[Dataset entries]
************

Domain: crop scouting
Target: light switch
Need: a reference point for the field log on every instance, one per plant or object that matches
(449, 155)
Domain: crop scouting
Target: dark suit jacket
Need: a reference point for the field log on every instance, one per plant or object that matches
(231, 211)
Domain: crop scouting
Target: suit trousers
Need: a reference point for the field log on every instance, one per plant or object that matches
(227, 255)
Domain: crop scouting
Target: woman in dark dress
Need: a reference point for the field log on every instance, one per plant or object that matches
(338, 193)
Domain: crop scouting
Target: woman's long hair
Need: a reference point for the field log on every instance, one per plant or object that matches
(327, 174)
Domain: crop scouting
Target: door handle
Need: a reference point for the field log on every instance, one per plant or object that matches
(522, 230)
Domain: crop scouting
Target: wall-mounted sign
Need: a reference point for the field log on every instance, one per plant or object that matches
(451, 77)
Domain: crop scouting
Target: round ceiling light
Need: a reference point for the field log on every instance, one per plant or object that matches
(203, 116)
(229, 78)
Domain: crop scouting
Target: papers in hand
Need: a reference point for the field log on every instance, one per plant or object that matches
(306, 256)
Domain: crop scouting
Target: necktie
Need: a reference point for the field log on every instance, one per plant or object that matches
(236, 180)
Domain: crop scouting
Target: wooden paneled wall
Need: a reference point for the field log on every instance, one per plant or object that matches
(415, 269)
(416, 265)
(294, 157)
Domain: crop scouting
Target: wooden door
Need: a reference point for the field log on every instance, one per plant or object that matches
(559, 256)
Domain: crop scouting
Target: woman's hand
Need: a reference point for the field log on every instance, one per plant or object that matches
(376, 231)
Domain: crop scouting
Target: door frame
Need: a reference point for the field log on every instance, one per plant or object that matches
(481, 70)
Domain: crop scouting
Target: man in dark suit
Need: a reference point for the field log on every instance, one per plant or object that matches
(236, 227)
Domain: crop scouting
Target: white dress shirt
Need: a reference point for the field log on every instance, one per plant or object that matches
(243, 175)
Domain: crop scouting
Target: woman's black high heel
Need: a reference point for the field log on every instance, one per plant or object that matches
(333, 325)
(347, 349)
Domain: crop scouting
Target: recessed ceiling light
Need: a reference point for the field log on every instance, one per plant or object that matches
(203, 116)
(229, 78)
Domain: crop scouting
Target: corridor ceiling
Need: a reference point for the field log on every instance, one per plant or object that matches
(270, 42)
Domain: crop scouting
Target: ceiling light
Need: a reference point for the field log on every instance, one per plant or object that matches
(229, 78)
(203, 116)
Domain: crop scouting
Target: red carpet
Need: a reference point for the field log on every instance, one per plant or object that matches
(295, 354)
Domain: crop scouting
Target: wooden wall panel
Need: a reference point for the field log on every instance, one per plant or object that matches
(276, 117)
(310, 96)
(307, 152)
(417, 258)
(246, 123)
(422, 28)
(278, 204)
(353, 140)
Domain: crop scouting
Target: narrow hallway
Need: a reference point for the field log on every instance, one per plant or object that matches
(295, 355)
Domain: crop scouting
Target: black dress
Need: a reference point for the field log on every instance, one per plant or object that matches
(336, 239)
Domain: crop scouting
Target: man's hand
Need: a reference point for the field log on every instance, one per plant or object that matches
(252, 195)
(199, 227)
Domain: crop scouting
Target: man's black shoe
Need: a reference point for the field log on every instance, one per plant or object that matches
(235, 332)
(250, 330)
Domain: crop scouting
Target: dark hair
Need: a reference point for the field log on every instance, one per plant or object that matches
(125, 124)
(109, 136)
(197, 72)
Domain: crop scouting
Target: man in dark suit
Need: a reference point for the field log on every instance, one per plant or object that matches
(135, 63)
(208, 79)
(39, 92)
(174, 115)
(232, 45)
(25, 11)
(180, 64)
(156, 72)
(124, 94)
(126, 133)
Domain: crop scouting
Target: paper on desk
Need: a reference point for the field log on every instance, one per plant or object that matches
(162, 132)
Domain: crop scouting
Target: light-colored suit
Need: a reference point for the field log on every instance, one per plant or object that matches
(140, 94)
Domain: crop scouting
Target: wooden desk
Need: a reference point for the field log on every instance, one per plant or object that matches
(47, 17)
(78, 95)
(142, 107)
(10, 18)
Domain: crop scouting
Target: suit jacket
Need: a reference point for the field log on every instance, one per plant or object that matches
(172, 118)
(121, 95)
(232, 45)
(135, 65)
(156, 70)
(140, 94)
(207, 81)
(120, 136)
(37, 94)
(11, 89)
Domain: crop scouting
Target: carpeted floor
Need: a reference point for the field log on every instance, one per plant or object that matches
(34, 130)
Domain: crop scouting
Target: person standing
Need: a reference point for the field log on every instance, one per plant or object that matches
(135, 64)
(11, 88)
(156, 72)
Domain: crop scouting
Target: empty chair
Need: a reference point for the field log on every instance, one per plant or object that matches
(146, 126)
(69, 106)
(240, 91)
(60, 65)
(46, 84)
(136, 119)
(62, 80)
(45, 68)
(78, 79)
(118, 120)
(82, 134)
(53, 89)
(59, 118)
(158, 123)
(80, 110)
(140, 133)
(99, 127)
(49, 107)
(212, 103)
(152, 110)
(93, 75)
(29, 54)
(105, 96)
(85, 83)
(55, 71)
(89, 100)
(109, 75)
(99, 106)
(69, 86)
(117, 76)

************

** What the task requires **
Give back every entry above, complete and exact.

** Result **
Domain: crop scouting
Target: light switch
Need: a reference point for the field log on every instance, one per plant or object that matches
(449, 155)
Domain: crop scouting
Target: dark suit jacket
Need: a reference point for the field log on every instance, one per plant or object that matches
(231, 211)
Domain: crop scouting
Target: suit trousers
Need: a reference point for the field log on every instance, one per plant or object that matches
(227, 255)
Domain: crop scouting
Target: woman in dark dress
Need: a reference point for the field log on every instance, one per plant or object that matches
(338, 193)
Domain: crop scouting
Target: woman's long hair
Need: a reference point for the field log on every instance, one per plant or object that matches
(327, 174)
Domain: crop scouting
Target: door handle
Need: a reference point for the field log on every instance, one per plant or object that matches
(522, 230)
Domain: crop scouting
Target: wall-mounted sign
Need: a reference point for the field log on every instance, one per plant or object that matches
(451, 77)
Domain: crop scouting
Target: round ceiling light
Need: a reference point for the field log on every instance, one per plant or object that matches
(203, 116)
(229, 78)
Domain: crop scouting
Target: papers in hand
Need: a reference point for the field log on every instance, one per plant or object that matches
(306, 256)
Domain: crop scouting
Target: necktie
Need: a reference point for the field log on every instance, one per plant or object that matches
(236, 180)
Domain: crop scouting
Target: wooden paneled wall
Need: a reference point for the field log on every instance, one per plant or object that matches
(415, 269)
(416, 265)
(294, 157)
Domain: crop scouting
Target: wooden door
Need: a reference point for the field log on every instance, one per plant or object that matches
(559, 256)
Domain: crop scouting
Target: woman's hand
Need: a reference point for the field log on every instance, one per plant or object that matches
(376, 231)
Domain: crop scouting
Target: door frame
Need: a reference point for the field log on every instance, one per plant or object that matches
(481, 70)
Domain: crop scouting
Target: man in dark suit
Need: a reference point for the field log on every instance, one per plant or object that matches
(236, 227)
Domain: crop scouting
Target: white dress shirt
Need: a reference point for the field log on every instance, one per plant or object that matches
(243, 175)
Domain: crop scouting
Target: woman's black high heel
Need: a reference point for the field log on every instance, one per plant or object that matches
(333, 325)
(347, 349)
Domain: crop scouting
Target: recessed ceiling light
Need: a reference point for the field log on every instance, one per plant or object that matches
(203, 116)
(229, 78)
Domain: crop scouting
Target: corridor ceiling
Need: a reference point for the field log on every instance, one per plant or object that matches
(270, 42)
Domain: crop scouting
Target: ceiling light
Need: a reference point for the field log on every instance, one per plant or object that matches
(229, 78)
(203, 116)
Domain: crop scouting
Target: red carpet
Need: a reference point for the field log on every instance, one per plant or object that matches
(295, 354)
Domain: crop scouting
Target: wooden wall panel
Need: a reference point for the field log on every instance, one per plant or object that matches
(276, 117)
(310, 96)
(307, 152)
(417, 258)
(246, 123)
(422, 28)
(278, 204)
(353, 140)
Domain: crop scouting
Target: narrow hallway
Need: a reference point for the field log on every instance, one per plant or object that matches
(295, 355)
Domain: crop scouting
Target: black dress
Need: a reference point for the field log on every instance, one per plant or object that matches
(336, 239)
Domain: crop scouting
Target: man's hand
Need: a reference point for the field log on every instance, one per plant or object that matches
(252, 195)
(199, 227)
Domain: crop scouting
Target: man's black shoe
Need: a reference point for the field log on every instance, one per plant or object that matches
(235, 332)
(250, 330)
Domain: crop scouting
Target: dark hair
Need: a reference point for the field log on every instance, one per plant or object that matches
(125, 124)
(109, 136)
(197, 72)
Domain: crop scouting
Target: man in dark suit
Need: a reference point for the field log on every instance, one per plant or object that matches
(135, 63)
(208, 79)
(39, 92)
(174, 115)
(232, 45)
(25, 11)
(180, 64)
(156, 72)
(124, 94)
(126, 133)
Domain: crop scouting
Target: paper on desk
Need: a reference point for the field log on every instance, one per plant or object that matches
(162, 132)
Domain: crop scouting
Target: light-colored suit
Need: a reference point for the field log on every instance, one per plant or object that matches
(140, 94)
Domain: crop scouting
Target: wooden desk
Need: a reference point for the field log on every instance, one per plant or object that matches
(47, 17)
(78, 95)
(142, 107)
(10, 18)
Domain: crop scouting
Target: suit jacket
Need: a reference point for the field log on every instance, one per plant or object that matches
(172, 118)
(121, 95)
(232, 45)
(135, 65)
(156, 70)
(140, 94)
(207, 81)
(120, 136)
(37, 94)
(11, 89)
Domain: crop scouting
Target: carpeted floor
Need: a reference point for the field log on every instance, one per plant or object that matches
(34, 130)
Domain: crop scouting
Target: person standing
Need: a reference point for the field log on every instance, one per plant or object that matches
(135, 64)
(11, 88)
(156, 72)
Domain: crop scouting
Target: empty chair
Need: a reference point for the field log on every instance, one per plant or object that matches
(146, 126)
(69, 106)
(240, 91)
(60, 65)
(46, 84)
(136, 119)
(62, 80)
(45, 68)
(78, 79)
(118, 120)
(82, 134)
(53, 89)
(59, 118)
(158, 123)
(80, 110)
(140, 133)
(99, 127)
(49, 107)
(212, 103)
(152, 110)
(93, 75)
(29, 54)
(105, 96)
(85, 83)
(55, 71)
(89, 100)
(109, 75)
(99, 106)
(69, 86)
(117, 76)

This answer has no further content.